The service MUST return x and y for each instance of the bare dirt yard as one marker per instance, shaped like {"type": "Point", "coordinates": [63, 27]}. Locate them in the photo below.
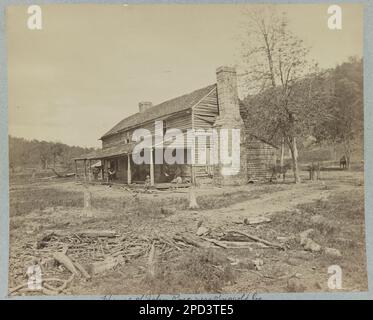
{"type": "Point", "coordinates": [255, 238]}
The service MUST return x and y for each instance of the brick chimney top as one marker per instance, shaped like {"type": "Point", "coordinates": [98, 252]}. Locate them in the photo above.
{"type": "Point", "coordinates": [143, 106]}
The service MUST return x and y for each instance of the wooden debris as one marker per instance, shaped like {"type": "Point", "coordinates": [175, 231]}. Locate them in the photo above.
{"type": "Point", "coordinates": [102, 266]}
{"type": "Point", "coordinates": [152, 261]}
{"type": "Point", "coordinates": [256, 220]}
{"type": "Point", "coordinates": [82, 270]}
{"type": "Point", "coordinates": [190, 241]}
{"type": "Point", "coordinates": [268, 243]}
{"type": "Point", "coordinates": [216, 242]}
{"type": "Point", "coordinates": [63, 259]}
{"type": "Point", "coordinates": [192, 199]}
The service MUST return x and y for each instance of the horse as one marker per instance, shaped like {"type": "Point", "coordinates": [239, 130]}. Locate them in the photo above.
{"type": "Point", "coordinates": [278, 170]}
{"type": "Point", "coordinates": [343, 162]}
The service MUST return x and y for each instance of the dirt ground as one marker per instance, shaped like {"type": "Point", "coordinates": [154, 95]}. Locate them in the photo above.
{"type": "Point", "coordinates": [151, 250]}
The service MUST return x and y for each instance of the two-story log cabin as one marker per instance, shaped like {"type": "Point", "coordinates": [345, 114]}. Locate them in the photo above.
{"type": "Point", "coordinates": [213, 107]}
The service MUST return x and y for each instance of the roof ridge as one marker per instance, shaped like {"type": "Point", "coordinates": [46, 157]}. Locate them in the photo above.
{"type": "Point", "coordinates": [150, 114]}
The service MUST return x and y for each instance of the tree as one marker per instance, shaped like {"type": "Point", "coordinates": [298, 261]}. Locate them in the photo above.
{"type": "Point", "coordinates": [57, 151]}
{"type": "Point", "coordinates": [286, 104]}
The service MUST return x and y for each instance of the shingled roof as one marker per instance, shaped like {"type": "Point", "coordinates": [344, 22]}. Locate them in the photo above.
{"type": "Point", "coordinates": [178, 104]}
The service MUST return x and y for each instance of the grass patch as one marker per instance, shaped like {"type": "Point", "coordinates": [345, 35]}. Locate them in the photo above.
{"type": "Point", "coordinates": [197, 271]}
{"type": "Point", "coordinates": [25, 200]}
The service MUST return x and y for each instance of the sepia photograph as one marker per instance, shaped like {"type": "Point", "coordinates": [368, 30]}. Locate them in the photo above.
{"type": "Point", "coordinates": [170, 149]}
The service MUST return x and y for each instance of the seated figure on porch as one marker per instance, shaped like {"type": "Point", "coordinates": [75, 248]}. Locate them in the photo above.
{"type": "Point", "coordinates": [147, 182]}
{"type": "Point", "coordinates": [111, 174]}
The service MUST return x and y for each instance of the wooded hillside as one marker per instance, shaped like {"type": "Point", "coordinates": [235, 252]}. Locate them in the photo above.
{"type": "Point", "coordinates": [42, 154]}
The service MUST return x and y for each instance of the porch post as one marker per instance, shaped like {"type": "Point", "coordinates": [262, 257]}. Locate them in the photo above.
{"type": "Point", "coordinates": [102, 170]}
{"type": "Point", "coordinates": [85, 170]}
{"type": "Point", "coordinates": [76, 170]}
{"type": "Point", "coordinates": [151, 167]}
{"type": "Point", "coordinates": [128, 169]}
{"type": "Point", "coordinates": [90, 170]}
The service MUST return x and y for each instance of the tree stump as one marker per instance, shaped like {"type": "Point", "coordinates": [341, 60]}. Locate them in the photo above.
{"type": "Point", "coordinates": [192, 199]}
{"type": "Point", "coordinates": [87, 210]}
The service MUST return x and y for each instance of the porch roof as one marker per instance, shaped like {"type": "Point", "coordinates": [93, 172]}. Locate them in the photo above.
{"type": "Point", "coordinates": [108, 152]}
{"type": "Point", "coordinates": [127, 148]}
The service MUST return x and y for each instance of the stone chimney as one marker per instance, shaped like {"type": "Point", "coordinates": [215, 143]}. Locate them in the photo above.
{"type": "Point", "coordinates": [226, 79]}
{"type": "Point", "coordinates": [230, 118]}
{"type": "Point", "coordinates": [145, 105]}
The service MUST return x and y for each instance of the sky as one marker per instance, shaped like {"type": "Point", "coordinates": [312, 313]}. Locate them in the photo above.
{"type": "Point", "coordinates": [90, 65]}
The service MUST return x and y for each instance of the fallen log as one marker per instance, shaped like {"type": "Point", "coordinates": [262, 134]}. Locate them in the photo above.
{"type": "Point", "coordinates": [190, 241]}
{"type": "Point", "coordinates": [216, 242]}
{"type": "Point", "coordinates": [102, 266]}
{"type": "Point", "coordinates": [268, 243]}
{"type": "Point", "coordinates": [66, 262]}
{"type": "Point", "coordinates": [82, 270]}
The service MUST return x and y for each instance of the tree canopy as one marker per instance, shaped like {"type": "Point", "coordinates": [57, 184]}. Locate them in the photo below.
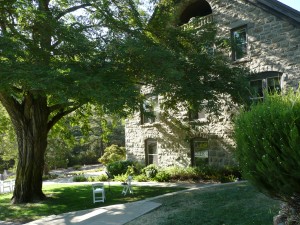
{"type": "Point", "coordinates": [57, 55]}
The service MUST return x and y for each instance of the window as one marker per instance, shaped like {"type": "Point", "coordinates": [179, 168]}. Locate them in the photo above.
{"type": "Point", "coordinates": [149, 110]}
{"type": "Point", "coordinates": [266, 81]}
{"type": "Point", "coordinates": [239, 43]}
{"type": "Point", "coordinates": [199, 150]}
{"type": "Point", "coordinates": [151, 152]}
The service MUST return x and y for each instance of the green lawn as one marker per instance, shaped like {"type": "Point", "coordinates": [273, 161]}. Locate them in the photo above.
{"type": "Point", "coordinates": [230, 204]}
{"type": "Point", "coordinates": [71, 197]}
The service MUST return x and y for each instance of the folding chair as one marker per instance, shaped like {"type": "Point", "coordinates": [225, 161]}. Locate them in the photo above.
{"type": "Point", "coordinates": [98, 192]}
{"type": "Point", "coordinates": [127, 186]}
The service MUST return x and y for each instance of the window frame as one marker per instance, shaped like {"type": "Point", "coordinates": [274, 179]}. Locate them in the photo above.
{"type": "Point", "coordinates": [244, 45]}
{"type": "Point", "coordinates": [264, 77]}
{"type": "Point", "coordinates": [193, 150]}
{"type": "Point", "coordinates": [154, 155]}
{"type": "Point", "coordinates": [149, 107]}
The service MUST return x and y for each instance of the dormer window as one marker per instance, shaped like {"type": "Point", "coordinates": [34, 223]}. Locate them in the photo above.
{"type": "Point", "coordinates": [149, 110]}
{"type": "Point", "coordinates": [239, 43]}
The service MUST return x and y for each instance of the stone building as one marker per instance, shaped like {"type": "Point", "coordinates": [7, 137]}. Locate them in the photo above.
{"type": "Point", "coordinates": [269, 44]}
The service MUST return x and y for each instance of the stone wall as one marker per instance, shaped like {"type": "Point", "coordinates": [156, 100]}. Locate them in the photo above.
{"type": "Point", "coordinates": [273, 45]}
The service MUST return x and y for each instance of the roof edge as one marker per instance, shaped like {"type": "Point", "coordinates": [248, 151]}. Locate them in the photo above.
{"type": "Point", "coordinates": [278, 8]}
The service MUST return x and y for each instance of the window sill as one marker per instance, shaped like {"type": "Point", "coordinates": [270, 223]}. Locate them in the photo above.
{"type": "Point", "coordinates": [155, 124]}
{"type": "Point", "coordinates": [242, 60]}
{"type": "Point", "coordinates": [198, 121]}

What you are asked to do — Reproduce every row above word for word, and leave out the pictures.

Written response —
The service MUST return x and y for each instance of the bare dirt yard as one marker per instance, shaped like {"type": "Point", "coordinates": [63, 27]}. Locate them in the photo below.
{"type": "Point", "coordinates": [255, 238]}
The service MUST return x and y for each instance of the brick chimney top as one marker per instance, shaped like {"type": "Point", "coordinates": [98, 252]}. Locate them in the photo above.
{"type": "Point", "coordinates": [143, 106]}
The service MUST return x and y for each instance of the wooden debris as one marker per instance, shaped like {"type": "Point", "coordinates": [175, 231]}. Locate them in the photo above.
{"type": "Point", "coordinates": [102, 266]}
{"type": "Point", "coordinates": [152, 261]}
{"type": "Point", "coordinates": [256, 220]}
{"type": "Point", "coordinates": [82, 270]}
{"type": "Point", "coordinates": [190, 241]}
{"type": "Point", "coordinates": [268, 243]}
{"type": "Point", "coordinates": [216, 242]}
{"type": "Point", "coordinates": [63, 259]}
{"type": "Point", "coordinates": [192, 199]}
The service MUST return x and y for each instance of the horse as one marker per instance, shaped like {"type": "Point", "coordinates": [239, 130]}. Locate them in the photo above.
{"type": "Point", "coordinates": [278, 170]}
{"type": "Point", "coordinates": [343, 162]}
The service MUST return x and y for each instance of the dirt ground as one marker per instance, shaped like {"type": "Point", "coordinates": [154, 95]}. Locate them in the photo above.
{"type": "Point", "coordinates": [151, 250]}
The service MUST return x and y for each instance of the two-story log cabin as one marker per instance, shaped like {"type": "Point", "coordinates": [345, 114]}. Locate them in the photo above.
{"type": "Point", "coordinates": [213, 107]}
The service MUST return x and y for each instance of the roof ridge as one marker per instance, shaped like {"type": "Point", "coordinates": [46, 157]}. Locate them in the photo above.
{"type": "Point", "coordinates": [150, 114]}
The service MUST return x and y for each instance of the tree as one marker per instance, shaped like {"type": "Point", "coordinates": [298, 261]}. Locate them in the photo above.
{"type": "Point", "coordinates": [57, 151]}
{"type": "Point", "coordinates": [286, 104]}
The service MUST return x and y for each instance of the shingled roof as one marker per instance, shaped like {"type": "Point", "coordinates": [344, 22]}. Locate them in the photo above.
{"type": "Point", "coordinates": [178, 104]}
The service MUST return x and y for each instance of the grass patch as one marker per instance, shaped like {"type": "Point", "coordinates": [345, 35]}. Locate them in the photo above.
{"type": "Point", "coordinates": [197, 271]}
{"type": "Point", "coordinates": [25, 200]}
The service MUST return x and y for each instance of the sepia photograph as one marker per instance, shaped like {"type": "Point", "coordinates": [368, 30]}. Locate them in the photo above.
{"type": "Point", "coordinates": [170, 149]}
The service MUST return x and y for each instance of the seated figure on porch as one marker per instance, shaped like {"type": "Point", "coordinates": [75, 248]}. Locate them in the photo above.
{"type": "Point", "coordinates": [147, 182]}
{"type": "Point", "coordinates": [111, 174]}
The service MUST return x and y for each instance of the wooded hillside as one marker per instance, shaped like {"type": "Point", "coordinates": [235, 252]}. Locate them in the photo above.
{"type": "Point", "coordinates": [42, 154]}
The service MUST return x and y for each instance of the porch post as one marker per instance, shaped like {"type": "Point", "coordinates": [262, 257]}. Locate them in the photo above.
{"type": "Point", "coordinates": [102, 170]}
{"type": "Point", "coordinates": [85, 170]}
{"type": "Point", "coordinates": [76, 170]}
{"type": "Point", "coordinates": [151, 167]}
{"type": "Point", "coordinates": [128, 169]}
{"type": "Point", "coordinates": [90, 170]}
The service MUST return x and y for each instance of the tree stump as one marker per instance, shaped like {"type": "Point", "coordinates": [341, 60]}. Locate them in the photo above.
{"type": "Point", "coordinates": [192, 199]}
{"type": "Point", "coordinates": [87, 210]}
The service MUST return x and y for each instance of the porch roof as one marker per instance, shaped like {"type": "Point", "coordinates": [93, 172]}. Locate them in the photo above.
{"type": "Point", "coordinates": [108, 152]}
{"type": "Point", "coordinates": [127, 148]}
The service MUST return x and y for each instance of the stone chimney as one marker per instance, shaped like {"type": "Point", "coordinates": [215, 143]}. Locate them in the photo above.
{"type": "Point", "coordinates": [226, 79]}
{"type": "Point", "coordinates": [230, 118]}
{"type": "Point", "coordinates": [145, 105]}
The service MUST return x and y for each instance of the sky as one marker per instance, shaped like {"type": "Point", "coordinates": [312, 313]}. Locate them in the photo above.
{"type": "Point", "coordinates": [90, 65]}
The service MUST return x and y for each instance of the fallen log as one marker per instance, shaped like {"type": "Point", "coordinates": [262, 134]}. Locate them in the photo above.
{"type": "Point", "coordinates": [190, 241]}
{"type": "Point", "coordinates": [216, 242]}
{"type": "Point", "coordinates": [102, 266]}
{"type": "Point", "coordinates": [268, 243]}
{"type": "Point", "coordinates": [66, 262]}
{"type": "Point", "coordinates": [82, 270]}
The service MUST return x and y for each instance of the tree canopy as one marker per instance, shaped like {"type": "Point", "coordinates": [57, 184]}. Locate them in the photo below.
{"type": "Point", "coordinates": [57, 55]}
The service MUST return x and y for each instance of the window as one marker per instance, shaped like {"type": "Point", "coordinates": [179, 168]}. Locate them in the photo above.
{"type": "Point", "coordinates": [149, 110]}
{"type": "Point", "coordinates": [266, 81]}
{"type": "Point", "coordinates": [239, 43]}
{"type": "Point", "coordinates": [199, 150]}
{"type": "Point", "coordinates": [151, 152]}
The service MUST return x and y for each instance of the green lawn as one marker per instance, shaped like {"type": "Point", "coordinates": [273, 161]}. Locate them in the photo above.
{"type": "Point", "coordinates": [230, 204]}
{"type": "Point", "coordinates": [71, 197]}
The service MUST return x and y for each instance of the folding chair as one marker per instance, shaped like {"type": "Point", "coordinates": [225, 161]}. Locate them in the photo above.
{"type": "Point", "coordinates": [98, 192]}
{"type": "Point", "coordinates": [127, 186]}
The service MUST return x and y for each instance of the window frame as one marker per instance, shaped like {"type": "Point", "coordinates": [274, 179]}. Locate them in the photo above.
{"type": "Point", "coordinates": [244, 45]}
{"type": "Point", "coordinates": [264, 77]}
{"type": "Point", "coordinates": [193, 150]}
{"type": "Point", "coordinates": [154, 155]}
{"type": "Point", "coordinates": [149, 107]}
The service MUST return x and y for each instance of the dormer window as one marker per instance, shaped like {"type": "Point", "coordinates": [34, 223]}. Locate them in the photo above.
{"type": "Point", "coordinates": [149, 110]}
{"type": "Point", "coordinates": [239, 43]}
The service MUST return x and y for each instance of the stone building as one marker per instance, shaped like {"type": "Point", "coordinates": [7, 137]}. Locate them in the photo above.
{"type": "Point", "coordinates": [269, 44]}
The service MUST return x and y for each instance of the stone wall as one marker per instance, shaped like {"type": "Point", "coordinates": [156, 100]}. Locate them in the photo above.
{"type": "Point", "coordinates": [273, 45]}
The service MUST return x and y for each instance of the roof edge as one marker per instance, shaped like {"type": "Point", "coordinates": [248, 151]}. Locate them in the photo above.
{"type": "Point", "coordinates": [278, 8]}
The service MUST return x and y for each instance of the window sill as one marker per instance, shaped like {"type": "Point", "coordinates": [270, 223]}. Locate them in the photo above.
{"type": "Point", "coordinates": [155, 124]}
{"type": "Point", "coordinates": [242, 60]}
{"type": "Point", "coordinates": [198, 121]}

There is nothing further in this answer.